(Data on object locations)
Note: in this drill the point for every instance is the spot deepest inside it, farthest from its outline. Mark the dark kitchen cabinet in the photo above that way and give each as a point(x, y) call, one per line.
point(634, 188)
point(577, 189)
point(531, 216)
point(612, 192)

REQUIREMENT
Rewrite the data above, replacing "kitchen cabinet" with "cupboard" and leaving everything else unchanged.

ANSWER TO THIS EXERCISE
Note: in this drill the point for every instance is the spot deepest inside it, farthest from its outline. Mark the dark cupboard in the photo above that way and give each as a point(x, y) call, one per line.
point(634, 188)
point(577, 189)
point(531, 216)
point(612, 192)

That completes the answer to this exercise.